# REQUEST 1
Identify every line in the listing below that contains the word "each" and copy those lines in full.

# TEXT
——
Nuno Miguel Soares Pereira Ribeiro  (born 5 July 1976), known as Nuno Gomes, is a Portuguese former professional footballer who played as a striker.

He was given the nickname Gomes during childhood after Fernando Gomes, and was regarded one of the country's most recognisable attacking players in the 1990s and 2000s; he consistently scored for both club and country, and was also capable of being a good link-up player, accumulating a number of assists throughout his career, which was spent mainly with Benfica, for which he netted 166 goals in 398 games over the course of 12 seasons.

Gomes represented Portugal in two World Cups and three European Championships. He helped the national team finish second at Euro 2004 and third at Euro 2000, and won 79 senior caps.

Club career

Boavista / Benfica
Born in Amarante, Gomes established his reputation with Boavista FC, where he made his Primeira Liga debut in the 1994–95 season, aged 18. He collected his first silverware as his team beat S.L. Benfica to lift the Taça de Portugal in 1997, scoring a goal and winning a penalty kick in a 3–2 win in the final; he and fellow scorer Erwin Sánchez had already agreed to transfer to the opponents.

Gomes ranked joint-fourth top scorer in his last year at the Estádio do Bessa, before moving to Benfica. In the 1998–99 campaign he netted 34 times across all competitions, in an eventual third-place finish in the league.

Fiorentina
After three seasons at Benfica, in which he scored over 60 goals in over 100 appearances, his Euro 2000 exploits earned Gomes a €17 million move to ACF Fiorentina. He won the Coppa Italia over Parma F. C. in his first year, scoring in a 1–1 draw in the second leg of the final at home, which allowed his team to clinch the title 2–1 on aggregate; however, his second season was less successful, as financial collapse by the Viola and their subsequent relegation precipitated a 2002 return to his previous club on a four-year deal as a free agent.

Return to Benfica 
A series of nagging injuries limited Gomes to under 70 games from 2002 to 2005, but he still helped Benfica win the domestic cup in 2003–04 and the league the following season – in the latter, he contributed with seven goals from 23 appearances. He enjoyed his best season in 2005–06, scoring 15 goals in the league, including two in an away win over FC Porto (0–2) and a hat-trick against U.D. Leiria, finishing second in the scorers' list and adding the subsequent Supertaça Cândido de Oliveira, where he netted the game's only goal against Vitória de Setúbal.

From 2006–07 onwards, Gomes faced tough competition for a starting place in Benfica's attack: he only netted six times in the league, and would suffer even more after the signing of Paraguayan Óscar Cardozo the following summer. However, still a valuable member of the squad, he finished the campaign with nine overall goals, and was also made captain over legendary Rui Costa.
——
# REQUEST 2
Reproduce verbatim everything in the Nuno Gomes text from "Club career" down to "to the opponents.".

# AVAILABLE RECORDS
——
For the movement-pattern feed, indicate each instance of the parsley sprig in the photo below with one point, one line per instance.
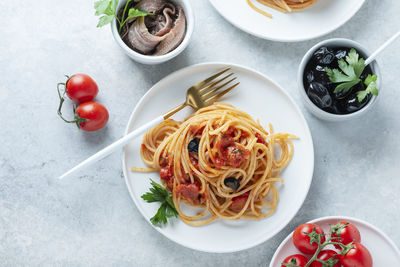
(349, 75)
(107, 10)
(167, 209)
——
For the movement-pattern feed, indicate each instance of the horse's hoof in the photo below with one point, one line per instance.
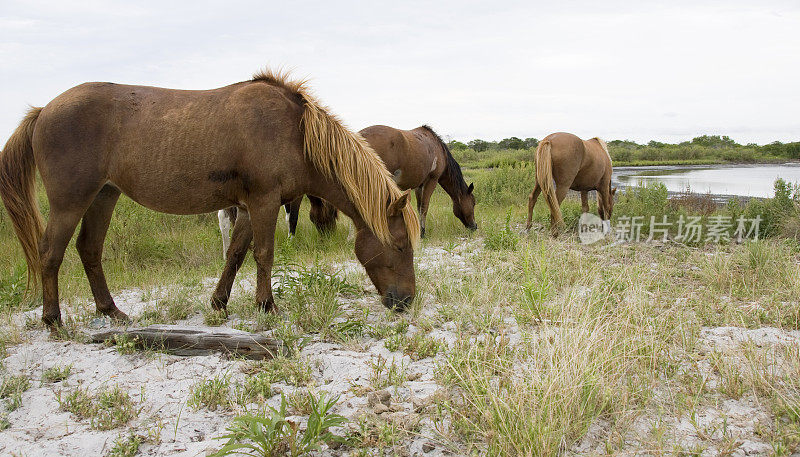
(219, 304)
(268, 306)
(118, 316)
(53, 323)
——
# RIGHT ANSWER 1
For the movement-pattern feed, indicate each instance of the parsley sprig in the photo below with one point, one line per instance.
For the movement-pattern feed, indicate each instance of the horse's hoof in the photo below with one point, one line per instance.

# RIGHT ANSWER 2
Club career

Boavista / Benfica
Born in Amarante, Gomes established his reputation with Boavista FC, where he made his Primeira Liga debut in the 1994–95 season, aged 18. He collected his first silverware as his team beat S.L. Benfica to lift the Taça de Portugal in 1997, scoring a goal and winning a penalty kick in a 3–2 win in the final; he and fellow scorer Erwin Sánchez had already agreed to transfer to the opponents.